> [Excerpted passage]:
Would also be a lot more useful after some of the anti-hallucination mechanisms mature. RAG helps a lot with that, but it has its own limitations. My money is still on MoEs with cos similarity between hidden states of each expert run fed back into add+norm for the next layer, since a confident answer should get similar hidden states between different experts.

Comment Re:No One Will Follow Them (Score 1, Interesting) 28

They had a chance to do this right. They could have, say, mandated a series of tests (which they can update the rules for at regular intervals if they prove insufficient) for testing whether models are memorizing and leaking data that they shouldn't. But as always, leave it to the EU to legislate methods rather than outcomes.

Comment Re:No One Will Follow Them (Score 2) 28

And big companies don't want to be fined into oblivion, so yes, it matters. And with rules like:

untargeted scraping of facial images from the internet

You might as well have just entirely banned scraping from the internet. Who wants a diffusion model that's great at everything except has no bloody clue what a face looks like?

Comment Re:What needs to happen... (Score 1) 287

At one point, possibly more than a decade ago, Switzerland changed traffic laws and gave pedestrians right of way at crossings.

That's how it works where I am, and pedestrians just walk out in front of oncoming cars without even looking up.

I think the law is backwards, because the person who screws up isn't the one who gets hurt. If cars had the right-of-way, then the person who screws up would be the one that gets hurt, perhaps motivating the pedestrian to look and think.

Comment Re:The connection problem (Score 1) 47

How many commercial products do you see on the market?

Nobody is saying that "neural implants" are new. Trying to make them practical, such as not getting rapidly encapsulated and not having a hole in the head allowing infections to spread straight into the brain and having sufficient bandwidth for common tasks - is the point. This is not easy (particularly the first issue), which is why it's taken so long. The old meat cleaver-like Utah Arrays in particular just plow fat pins straight through blood vessels and trigger an immediate immune response.

Comment Re:Floating ice (Score 4, Informative) 90

And said ice functions as a barrier for the land ice, greatly slowing down its ability to progress into the ocean.

> [Description of the task]:
Write the next part of the excerpt of online comments, starting after its final sentence. The records that come next are separate material and are not part of the excerpt of online comments.

> [Data records]:
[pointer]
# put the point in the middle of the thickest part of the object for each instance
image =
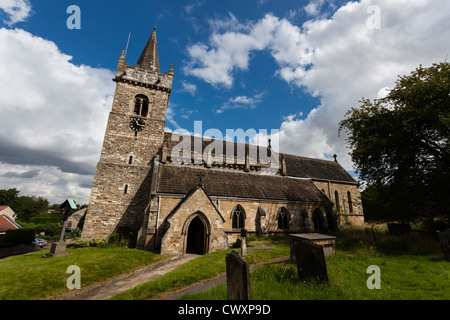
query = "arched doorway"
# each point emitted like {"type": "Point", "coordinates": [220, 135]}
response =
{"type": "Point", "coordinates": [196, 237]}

--

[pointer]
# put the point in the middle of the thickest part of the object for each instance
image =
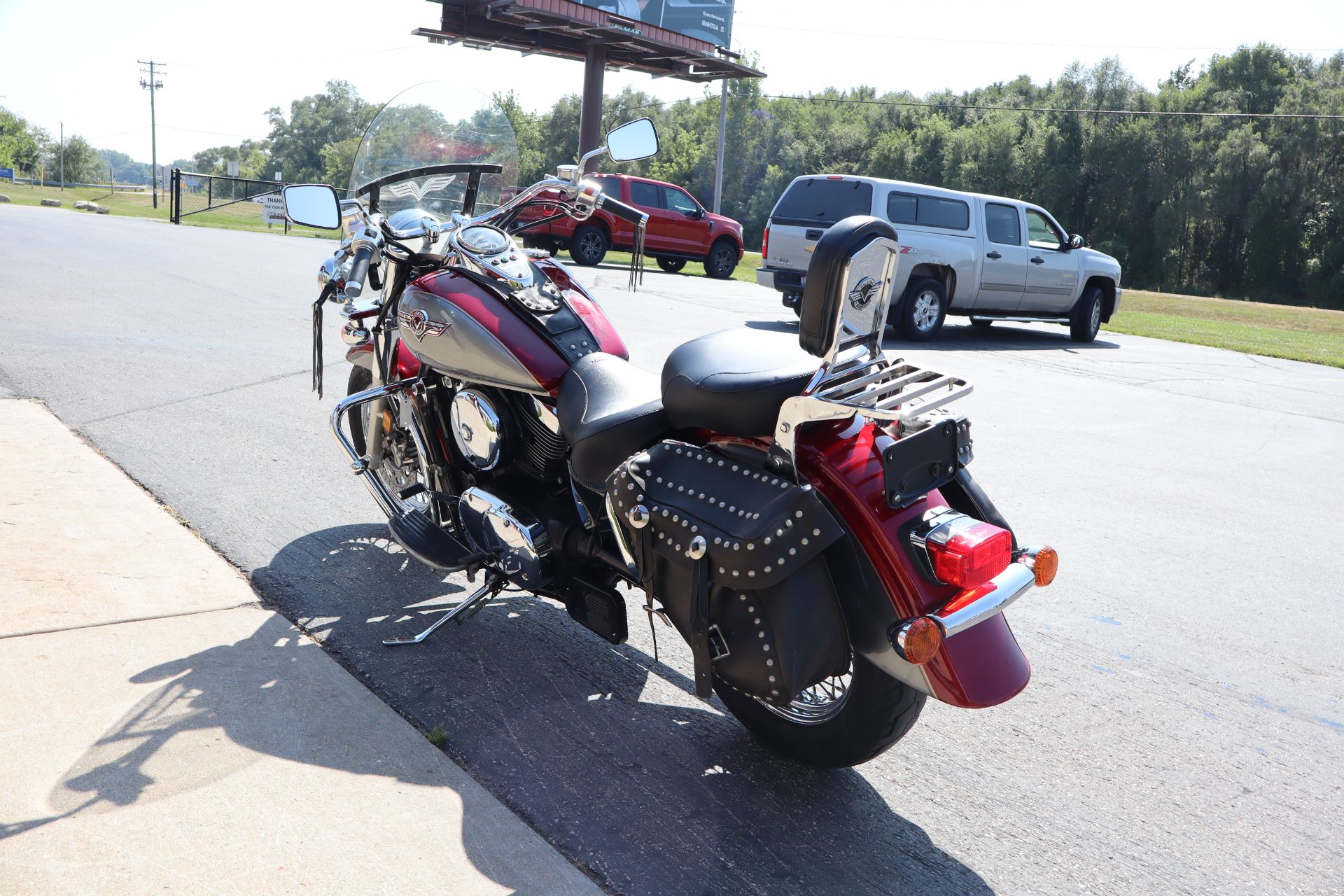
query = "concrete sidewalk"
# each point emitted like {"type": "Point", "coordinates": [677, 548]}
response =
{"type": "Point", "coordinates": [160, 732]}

> [Answer section]:
Also, it's an example of Bad Amateur Science that floating icebergs shed by glaciers don't affect sea level. What's true in the case of a glass of water in your kitchen is not true in the ocean. Freshwater ice, melted and diffused in seawater, results in an elevated sea level. It's a small impact (only about 3% that of land-based ice melting), but still meaningful.

Basically: a chunk of ice, floating in water, displaces its own weight in water. At 0C, Freshwater ice is .9167g/cc, and freshwater is 0.998g/cc. If 0.998g of freshwater (1cc) is displaced, then the volume of the ice is 0.998/0.9167cc, or 1.0887cc - 1cc below the waterline, 0.0887cc above it. As it melts, it shrinks back to 1cc, equaling the formerly displaced water.

Seawater at 0CC however is 1,028g/cc, aka 3% more. For a given amount of displacement, there's an extra 3% of freshwater ice volume and mass. This melts to a volume 3% larger than than the displaced volume.

Think of it using a extreme example. Pretend that neutron stars were stable containable liquids and not highly explosive condensed states maintained by gravity, and that you had a bucket containing a thin layer of it at the bottom. You fill the rest of the bucket with a giant chunk of ice. The neutron star "sea level" rise from having the ice atop it is basically immeasurable. That's your starting point. Now let the ice melt. Now the entire bucket is full of liquid. The "sea level" has risen dramatically.

Of course, it's even more complicated than this in reality, because you don't have a separation of saltwater and freshwater, but rather they merge, and the net density isn't exactly a linear weighted average between the two. Close, but not exactly.